HEALTH chiefs responsible for Ealing’s Urgent Care Centre (UCC) were called to account at a council scrutiny meeting this week.

Ealing Council called the meeting with private company Care UK after an ITV undercover documentary revealed alarming practices on the shop floor of the UCC, based at Ealing Hospital.

Concerned residents, many of them members of activist group Ealing Save Our NHS, attended the health and adult social services scrutiny panel held at the town hall on Wednesday.

They demanded answers but may have to wait another month for the findings of an independent review.

Dr Asim Hasan, London medical director of Care UK, told councillors and residents that the programme, filmed within a week, did not reflect the reality on the shop floor and was the result of “very carefully edited programming.”

The documentary in July alleged that untrained staff delivered clinical care, patients were asked to self-observe, medicine stock levels were depleted and frontline staff were manipulating targets.

An independent review by Ealing's Clinical Commissioning Group (CCG) was ordered to ascertain if these alleged incidents were isolated, or indicators of a systemic problem rooted in an unfavourable working culture.

It is also to review the commissioning arrangement between the CCG, the body responsible for the UCC contract, and Care UK.

Tessa Sandell, acting managing director of Ealing CCG, revealed that no red flags have been raised as yet but that they anticipate suggestions to be made once the review is finalised.

She added no evidence of target manipulation had been found so far, saying she was “as confident as can be that staff are not manipulating targets”.

Suzanne Lawrence, managing director of Primary Care, admitted learning had been taken from the programme and that Care UK had since reviewed the frequency and minimum reorder levels of medicines, which had not been keeping pace with increasing patient demand.

Despite reassurances from Care UK and the CCG that appropriate action was being taken, members of the public remained doubtful of their promises being delivered.

Hanwell resident Eric Leach said: “It shouldn’t be the CCG that commissions the report - they’re marking their own homework.”

He was outraged by Suzanne Lawrence’s suggestion that if patients were not largely pleased with the level of service the UCC was providing, they would “take themselves to an alternative UCC such as Brent”, a 25 minute drive away from the Ealing centre.

He and many other residents are anxiously awaiting the full report from the independent review, expected in the next four weeks.

Tessa Sandell confirmed the CCG is “more than happy” to bring it to the forum to go through the recommendations and share how the CCG and Care UK plan to move forward.

**What the exercise asks**
In the article about Ealing's Urgent Care Centre, which activist group did many of the residents at the scrutiny meeting belong to?

**Source data**
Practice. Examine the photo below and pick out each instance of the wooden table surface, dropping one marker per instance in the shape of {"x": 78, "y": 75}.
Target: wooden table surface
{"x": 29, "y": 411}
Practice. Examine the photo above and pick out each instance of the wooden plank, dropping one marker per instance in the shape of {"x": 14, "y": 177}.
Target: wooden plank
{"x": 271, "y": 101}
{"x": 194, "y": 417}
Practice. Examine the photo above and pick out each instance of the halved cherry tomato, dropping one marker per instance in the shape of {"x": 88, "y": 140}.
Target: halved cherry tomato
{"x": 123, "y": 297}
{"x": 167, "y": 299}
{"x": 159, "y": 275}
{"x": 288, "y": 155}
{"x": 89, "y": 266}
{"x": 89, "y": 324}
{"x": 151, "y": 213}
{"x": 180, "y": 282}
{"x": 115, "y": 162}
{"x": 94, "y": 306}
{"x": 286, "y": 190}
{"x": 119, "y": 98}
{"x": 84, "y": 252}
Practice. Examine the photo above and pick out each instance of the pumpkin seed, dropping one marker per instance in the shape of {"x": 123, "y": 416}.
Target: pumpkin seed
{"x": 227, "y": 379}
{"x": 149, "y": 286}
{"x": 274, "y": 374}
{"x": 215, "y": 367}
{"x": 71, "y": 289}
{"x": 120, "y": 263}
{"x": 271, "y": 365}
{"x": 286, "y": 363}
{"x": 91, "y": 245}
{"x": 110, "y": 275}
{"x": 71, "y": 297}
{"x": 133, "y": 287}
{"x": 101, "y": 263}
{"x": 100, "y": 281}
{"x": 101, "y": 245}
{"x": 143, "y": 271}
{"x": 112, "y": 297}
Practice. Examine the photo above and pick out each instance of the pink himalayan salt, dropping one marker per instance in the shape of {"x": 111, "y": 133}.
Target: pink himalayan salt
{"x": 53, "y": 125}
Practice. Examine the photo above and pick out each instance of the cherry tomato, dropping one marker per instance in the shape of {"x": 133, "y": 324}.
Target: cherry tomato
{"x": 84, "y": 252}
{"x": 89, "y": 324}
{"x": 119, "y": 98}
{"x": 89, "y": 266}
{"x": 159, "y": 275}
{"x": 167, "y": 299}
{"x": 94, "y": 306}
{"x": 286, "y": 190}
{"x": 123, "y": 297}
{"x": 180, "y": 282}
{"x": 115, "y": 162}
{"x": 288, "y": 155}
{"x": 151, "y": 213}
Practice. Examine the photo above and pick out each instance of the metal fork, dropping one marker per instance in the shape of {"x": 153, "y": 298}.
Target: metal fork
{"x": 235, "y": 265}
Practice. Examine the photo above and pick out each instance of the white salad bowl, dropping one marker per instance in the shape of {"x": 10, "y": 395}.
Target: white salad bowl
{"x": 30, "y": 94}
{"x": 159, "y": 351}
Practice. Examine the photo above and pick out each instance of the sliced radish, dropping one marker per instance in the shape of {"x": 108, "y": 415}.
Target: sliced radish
--
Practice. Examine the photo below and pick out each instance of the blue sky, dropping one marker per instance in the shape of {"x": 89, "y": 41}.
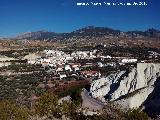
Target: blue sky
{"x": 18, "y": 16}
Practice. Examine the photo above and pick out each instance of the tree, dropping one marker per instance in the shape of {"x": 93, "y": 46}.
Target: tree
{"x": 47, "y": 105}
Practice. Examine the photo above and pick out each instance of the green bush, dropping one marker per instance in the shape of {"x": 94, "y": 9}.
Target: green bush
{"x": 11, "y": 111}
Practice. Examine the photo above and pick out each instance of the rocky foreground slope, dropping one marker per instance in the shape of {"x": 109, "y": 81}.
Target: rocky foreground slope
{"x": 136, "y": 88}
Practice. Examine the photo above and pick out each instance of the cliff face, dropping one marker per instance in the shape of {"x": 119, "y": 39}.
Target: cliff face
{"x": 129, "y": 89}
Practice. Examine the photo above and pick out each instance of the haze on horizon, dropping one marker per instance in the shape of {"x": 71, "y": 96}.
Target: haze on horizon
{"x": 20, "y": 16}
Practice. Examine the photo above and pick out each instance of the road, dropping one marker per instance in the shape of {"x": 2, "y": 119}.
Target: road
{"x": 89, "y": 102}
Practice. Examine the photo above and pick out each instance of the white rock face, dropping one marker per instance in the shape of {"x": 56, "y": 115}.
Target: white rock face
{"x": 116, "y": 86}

**Output**
Ealing Save Our NHS